## REQUIRED WORK
Pull out every line in the records below that contains the word "firefighter", and copy each one unchanged.

## DATA RECORDS
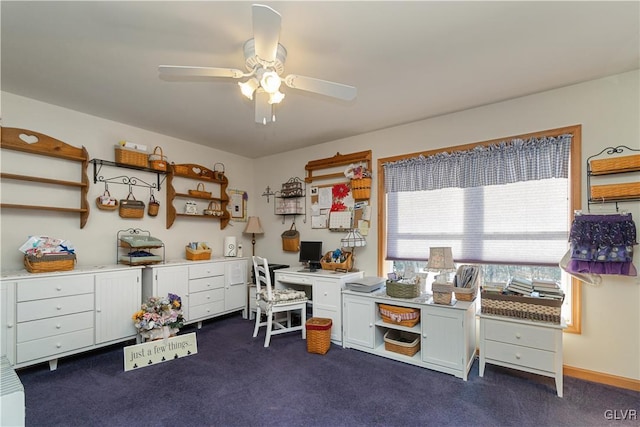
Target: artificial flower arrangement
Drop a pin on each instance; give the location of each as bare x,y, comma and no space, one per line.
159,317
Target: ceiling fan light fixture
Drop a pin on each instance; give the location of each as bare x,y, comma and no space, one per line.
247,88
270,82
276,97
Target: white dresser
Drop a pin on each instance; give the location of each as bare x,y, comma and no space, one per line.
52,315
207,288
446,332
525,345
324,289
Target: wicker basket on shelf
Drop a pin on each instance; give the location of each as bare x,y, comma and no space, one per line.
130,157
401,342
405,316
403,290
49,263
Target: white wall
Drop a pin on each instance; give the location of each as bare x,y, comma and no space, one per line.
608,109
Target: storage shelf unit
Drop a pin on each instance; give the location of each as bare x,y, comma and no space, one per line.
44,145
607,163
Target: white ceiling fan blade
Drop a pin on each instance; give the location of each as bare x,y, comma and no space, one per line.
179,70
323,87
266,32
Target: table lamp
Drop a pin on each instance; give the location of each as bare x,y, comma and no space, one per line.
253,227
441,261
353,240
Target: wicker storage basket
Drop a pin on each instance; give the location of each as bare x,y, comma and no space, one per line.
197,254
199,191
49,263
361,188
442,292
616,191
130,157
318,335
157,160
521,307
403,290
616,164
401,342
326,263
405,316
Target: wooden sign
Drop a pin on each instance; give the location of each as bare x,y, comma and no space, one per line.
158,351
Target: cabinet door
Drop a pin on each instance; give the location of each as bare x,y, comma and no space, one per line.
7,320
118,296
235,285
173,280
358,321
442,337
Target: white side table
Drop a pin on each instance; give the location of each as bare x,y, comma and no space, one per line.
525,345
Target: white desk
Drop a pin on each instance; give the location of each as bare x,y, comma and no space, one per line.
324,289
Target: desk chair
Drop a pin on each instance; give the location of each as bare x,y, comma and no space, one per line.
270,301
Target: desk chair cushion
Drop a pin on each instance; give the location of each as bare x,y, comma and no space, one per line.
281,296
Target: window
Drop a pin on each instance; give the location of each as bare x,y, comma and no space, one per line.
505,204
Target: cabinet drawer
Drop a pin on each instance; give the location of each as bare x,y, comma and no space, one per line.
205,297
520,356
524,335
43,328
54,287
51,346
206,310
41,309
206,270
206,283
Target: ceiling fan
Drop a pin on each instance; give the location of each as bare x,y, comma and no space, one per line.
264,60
---
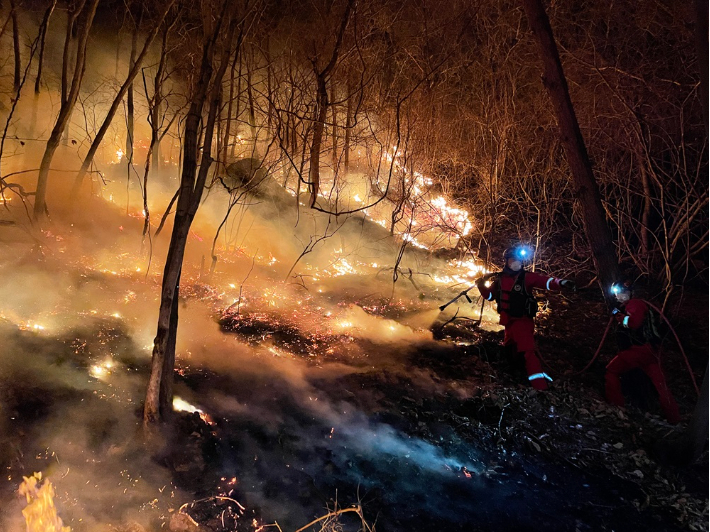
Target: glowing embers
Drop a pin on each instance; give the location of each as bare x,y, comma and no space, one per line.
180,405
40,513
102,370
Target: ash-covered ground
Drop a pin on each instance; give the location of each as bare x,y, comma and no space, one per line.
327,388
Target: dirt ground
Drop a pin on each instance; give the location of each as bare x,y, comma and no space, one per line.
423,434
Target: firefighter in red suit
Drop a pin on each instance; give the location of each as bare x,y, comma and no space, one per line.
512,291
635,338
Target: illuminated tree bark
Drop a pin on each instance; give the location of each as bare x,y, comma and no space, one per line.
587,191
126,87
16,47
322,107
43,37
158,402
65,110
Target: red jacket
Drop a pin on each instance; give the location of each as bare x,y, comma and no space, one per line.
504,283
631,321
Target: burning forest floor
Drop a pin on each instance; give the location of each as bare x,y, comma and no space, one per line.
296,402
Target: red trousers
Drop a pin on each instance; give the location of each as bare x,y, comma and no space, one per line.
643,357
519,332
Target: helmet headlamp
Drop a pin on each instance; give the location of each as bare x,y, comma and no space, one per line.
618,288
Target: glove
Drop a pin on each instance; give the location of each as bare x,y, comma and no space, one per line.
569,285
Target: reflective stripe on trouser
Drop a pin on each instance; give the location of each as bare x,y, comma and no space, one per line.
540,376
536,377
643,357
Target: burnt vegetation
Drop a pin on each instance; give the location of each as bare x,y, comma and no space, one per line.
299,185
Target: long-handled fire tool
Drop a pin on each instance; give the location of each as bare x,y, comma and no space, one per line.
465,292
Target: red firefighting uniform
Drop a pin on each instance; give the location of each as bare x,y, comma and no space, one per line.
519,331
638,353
--
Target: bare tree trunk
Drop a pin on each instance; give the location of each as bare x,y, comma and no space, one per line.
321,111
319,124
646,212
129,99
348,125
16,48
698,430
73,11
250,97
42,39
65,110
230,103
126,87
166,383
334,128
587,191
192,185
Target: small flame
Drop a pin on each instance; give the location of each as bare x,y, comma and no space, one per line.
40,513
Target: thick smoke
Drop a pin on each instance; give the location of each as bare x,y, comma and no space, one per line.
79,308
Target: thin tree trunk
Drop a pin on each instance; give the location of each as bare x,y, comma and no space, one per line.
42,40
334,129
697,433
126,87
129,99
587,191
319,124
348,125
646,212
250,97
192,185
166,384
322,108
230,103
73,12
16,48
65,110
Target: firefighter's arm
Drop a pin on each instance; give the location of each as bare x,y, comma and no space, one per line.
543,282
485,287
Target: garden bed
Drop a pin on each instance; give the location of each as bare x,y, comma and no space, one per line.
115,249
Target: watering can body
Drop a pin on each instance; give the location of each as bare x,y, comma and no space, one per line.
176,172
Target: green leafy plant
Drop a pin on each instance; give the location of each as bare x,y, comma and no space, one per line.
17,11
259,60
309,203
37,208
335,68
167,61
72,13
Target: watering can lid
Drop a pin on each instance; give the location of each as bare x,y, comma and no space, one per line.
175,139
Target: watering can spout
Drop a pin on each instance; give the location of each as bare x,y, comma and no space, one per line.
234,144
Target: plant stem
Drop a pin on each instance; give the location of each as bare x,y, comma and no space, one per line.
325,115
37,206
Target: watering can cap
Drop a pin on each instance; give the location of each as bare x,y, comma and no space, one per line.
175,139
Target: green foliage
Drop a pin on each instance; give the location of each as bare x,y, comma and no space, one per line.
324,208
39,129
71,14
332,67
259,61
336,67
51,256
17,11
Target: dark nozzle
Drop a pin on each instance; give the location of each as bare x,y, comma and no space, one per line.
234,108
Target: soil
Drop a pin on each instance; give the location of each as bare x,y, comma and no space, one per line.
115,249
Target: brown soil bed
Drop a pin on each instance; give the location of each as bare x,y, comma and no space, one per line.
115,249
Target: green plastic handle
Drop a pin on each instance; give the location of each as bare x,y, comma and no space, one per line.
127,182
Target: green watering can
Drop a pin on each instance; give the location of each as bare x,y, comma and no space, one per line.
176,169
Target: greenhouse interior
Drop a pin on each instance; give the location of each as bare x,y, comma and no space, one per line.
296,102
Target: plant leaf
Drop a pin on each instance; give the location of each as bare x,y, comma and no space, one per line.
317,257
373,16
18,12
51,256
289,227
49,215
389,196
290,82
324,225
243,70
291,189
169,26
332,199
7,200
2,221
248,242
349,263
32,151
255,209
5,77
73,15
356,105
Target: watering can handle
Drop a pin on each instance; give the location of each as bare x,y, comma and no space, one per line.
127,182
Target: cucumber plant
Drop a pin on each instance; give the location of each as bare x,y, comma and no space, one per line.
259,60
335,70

## REPLY
Target: firefighter in red suit
Target: firefighter's arm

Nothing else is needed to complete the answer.